+++ RECORDED DATA
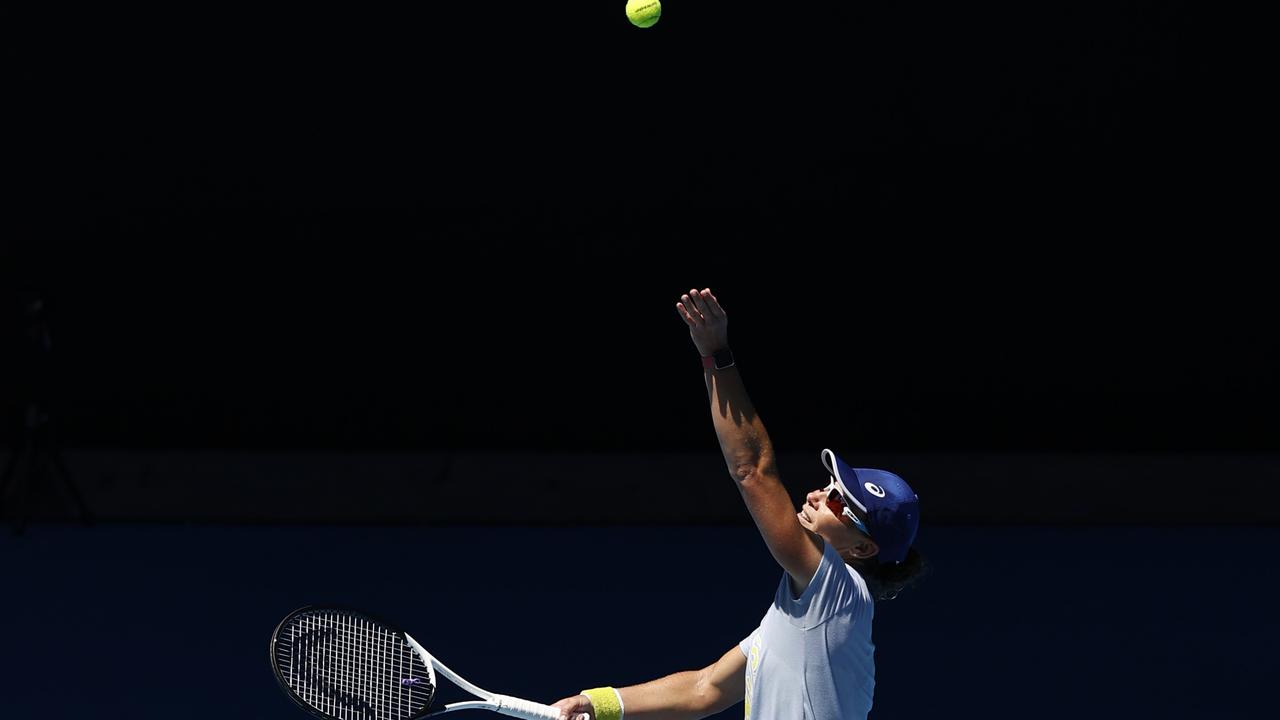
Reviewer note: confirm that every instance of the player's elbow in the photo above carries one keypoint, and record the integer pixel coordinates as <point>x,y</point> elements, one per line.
<point>709,697</point>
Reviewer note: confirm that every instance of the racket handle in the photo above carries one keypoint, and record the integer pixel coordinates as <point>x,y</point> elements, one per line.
<point>525,709</point>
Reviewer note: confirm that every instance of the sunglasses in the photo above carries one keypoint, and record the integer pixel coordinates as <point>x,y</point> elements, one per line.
<point>835,496</point>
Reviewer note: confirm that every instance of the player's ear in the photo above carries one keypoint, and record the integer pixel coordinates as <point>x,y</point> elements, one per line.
<point>864,548</point>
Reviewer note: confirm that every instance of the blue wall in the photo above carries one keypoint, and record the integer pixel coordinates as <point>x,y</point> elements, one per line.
<point>174,620</point>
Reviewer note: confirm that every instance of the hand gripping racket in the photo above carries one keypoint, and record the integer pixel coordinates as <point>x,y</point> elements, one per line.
<point>344,665</point>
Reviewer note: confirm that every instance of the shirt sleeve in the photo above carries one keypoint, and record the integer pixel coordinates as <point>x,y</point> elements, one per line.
<point>835,588</point>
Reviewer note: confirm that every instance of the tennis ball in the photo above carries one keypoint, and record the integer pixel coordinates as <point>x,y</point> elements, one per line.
<point>644,13</point>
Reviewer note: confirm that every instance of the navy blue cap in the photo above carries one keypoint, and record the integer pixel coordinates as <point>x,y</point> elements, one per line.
<point>891,506</point>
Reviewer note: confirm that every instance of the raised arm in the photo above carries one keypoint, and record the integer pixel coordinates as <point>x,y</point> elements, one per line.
<point>745,443</point>
<point>681,696</point>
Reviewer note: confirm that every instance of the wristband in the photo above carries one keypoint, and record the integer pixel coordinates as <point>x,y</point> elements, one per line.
<point>607,702</point>
<point>721,359</point>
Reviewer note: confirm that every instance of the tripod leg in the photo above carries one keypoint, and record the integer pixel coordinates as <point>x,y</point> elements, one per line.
<point>69,486</point>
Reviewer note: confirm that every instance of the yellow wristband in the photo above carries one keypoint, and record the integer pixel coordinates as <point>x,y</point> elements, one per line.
<point>607,702</point>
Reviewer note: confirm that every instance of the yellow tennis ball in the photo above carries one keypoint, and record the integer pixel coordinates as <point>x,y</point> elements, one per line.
<point>644,13</point>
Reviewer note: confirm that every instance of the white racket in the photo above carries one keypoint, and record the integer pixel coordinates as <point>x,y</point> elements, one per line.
<point>344,665</point>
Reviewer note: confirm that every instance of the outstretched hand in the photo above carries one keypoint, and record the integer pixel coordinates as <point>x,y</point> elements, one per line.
<point>708,324</point>
<point>577,707</point>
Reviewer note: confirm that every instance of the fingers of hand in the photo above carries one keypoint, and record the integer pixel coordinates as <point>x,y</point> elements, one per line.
<point>696,299</point>
<point>684,314</point>
<point>689,308</point>
<point>712,305</point>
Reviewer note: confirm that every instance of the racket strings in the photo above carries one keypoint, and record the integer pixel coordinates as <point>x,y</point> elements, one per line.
<point>350,668</point>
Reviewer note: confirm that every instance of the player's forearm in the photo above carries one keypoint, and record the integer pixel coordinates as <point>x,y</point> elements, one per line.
<point>676,697</point>
<point>744,441</point>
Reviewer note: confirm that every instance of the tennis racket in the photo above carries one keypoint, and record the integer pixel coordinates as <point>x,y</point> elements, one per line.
<point>344,665</point>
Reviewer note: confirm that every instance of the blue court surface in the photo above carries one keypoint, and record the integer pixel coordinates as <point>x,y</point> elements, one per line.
<point>174,620</point>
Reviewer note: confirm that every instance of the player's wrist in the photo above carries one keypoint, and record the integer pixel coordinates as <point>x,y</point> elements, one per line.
<point>606,702</point>
<point>718,359</point>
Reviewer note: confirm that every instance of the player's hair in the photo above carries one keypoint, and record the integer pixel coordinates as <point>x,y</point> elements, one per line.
<point>887,582</point>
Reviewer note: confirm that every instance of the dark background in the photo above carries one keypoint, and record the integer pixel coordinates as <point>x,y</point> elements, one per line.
<point>332,272</point>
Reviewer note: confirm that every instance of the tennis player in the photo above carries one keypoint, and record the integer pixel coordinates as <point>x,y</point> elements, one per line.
<point>846,547</point>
++++++
# [WORK REQUEST]
Transcribe all records verbatim and omit each image.

# [TASK RESPONSE]
Reviewer note: confirm that every instance of the player's elbow in the photo above carries one keypoint, and record the integer pixel coordinates as <point>x,y</point> elements, one per line.
<point>709,697</point>
Reviewer note: confirm that every instance of the racket handle in the photo above carries one keypoint, and record the integer pixel coordinates as <point>x,y</point> elements, one per line.
<point>525,709</point>
Reviewer note: confirm that every instance of the sunglasses in the photo above carries one keypoint, and record the integer pixel coordinates as <point>x,y</point> elements, one per line.
<point>835,496</point>
Reviewer note: confirm that every instance of the player's ear in the photo above carries one keypoint, and record the integer pixel coordinates as <point>x,y</point> elements, one per line.
<point>864,548</point>
Reviewer note: confirm that every instance of the blue wall in the photo above carries one keypoint, and record the integer pixel coordinates as <point>x,y</point> elements, one per line.
<point>174,620</point>
Reviewer note: confirm that every instance of the hand gripping racket in the photo above carries one keypoint, and record the integer pixel coordinates as <point>x,y</point> elements, one per line.
<point>344,665</point>
Reviewer note: confirm that every instance of the shirt sleeve in the photo above carries one keypoint, and record the integer pixel coordinates as <point>x,y</point> elements, one per line.
<point>835,588</point>
Reviewer note: confirm that every instance of the tennis ball in the photo above carries one keypoint, and record the integer pixel coordinates as <point>x,y</point> elements, one per line.
<point>644,13</point>
Reviewer note: confirm that every instance of the navy blue cap in the photo above carries one keypoint, and record the integer pixel coordinates as <point>x,y</point> elements, one per line.
<point>891,506</point>
Reviewer note: confirm that every instance of the raised arm in the photo above carries one keypoint, and record the integer pixel coordinates as <point>x,y</point> elements, one per line.
<point>745,443</point>
<point>681,696</point>
Reviewer note: confirm that every instance of the wristband in the photo above carries one keypoint, and record the integer pixel coordinates as <point>x,y</point> elements, one per line.
<point>607,702</point>
<point>721,359</point>
Reviewer note: confirm that every instance of the tripod leg in the photo above carries one keypoint, and record the integer pixel coordinates as <point>x,y</point> elements, one per line.
<point>69,486</point>
Reviewer note: confirm that every instance of the yellow wristband in the photo above carries one keypoint, and record the integer pixel coordinates as <point>x,y</point> elements, one per line.
<point>607,702</point>
Reviewer note: confirm that every instance of the yellow tennis ball in the photo above carries one keypoint, and record the integer pixel coordinates as <point>x,y</point> elements, one per line.
<point>644,13</point>
Reviewer note: confirm that every instance of the white racket in the photo above carries one keypoint, and record the integer pixel coordinates as <point>x,y</point> elements, one per line.
<point>344,665</point>
Reviewer note: confirm that every instance of the outstretched hand in the photo above carries one keypoint, and record the integer pixel coordinates as <point>x,y</point> elements, one per line.
<point>708,324</point>
<point>577,707</point>
Reviewer note: confirm that every instance of the fingers of hand in the photo above carries one keypoint, and record the integer pixel coordinates as <point>x,y</point> elements, one per line.
<point>696,299</point>
<point>684,314</point>
<point>689,308</point>
<point>712,305</point>
Reviewer note: confirm that every instance of the racket strings in the photo above carries one keypoint, and record the integer pixel coordinates as <point>x,y</point> elements, one per line.
<point>350,668</point>
Reviewer note: confirm that every instance of the player's forearm in the photo above carries one keypoint, and record the integer pixel coordinates as <point>x,y</point> elements, one per line.
<point>676,697</point>
<point>744,441</point>
Reviewer note: confirm that every instance of the tennis racket in the photo above carries one keypoint, and record the integer pixel coordinates as <point>x,y</point> elements, one per line.
<point>344,665</point>
Reviewer note: confirm that every instance of the blue court surface in the photo above carries one keypoint, and record the integer pixel coordinates as <point>x,y</point> elements, one per line.
<point>174,620</point>
Reviewer note: confirm that every instance of the player's wrist in the photo above carries one keypoint, and record the integer pixel coordinates as <point>x,y</point> elements, one per line.
<point>606,702</point>
<point>718,359</point>
Reviewer note: confirm that every instance of the player's hair in the photo above carries one keypoint, and record the integer pixel coordinates as <point>x,y</point> elements, one per line.
<point>887,582</point>
Reviewer note: confirm that every instance of the dark background in the photo above carries one keypoint, and record the integer pixel coordinates as <point>x,y</point> elements, one per line.
<point>332,272</point>
Reviewer note: confirm that every instance of the tennis player in the photo above carries one keypoint, and record the integer pixel coordinates as <point>x,y</point> elements, one per line.
<point>846,547</point>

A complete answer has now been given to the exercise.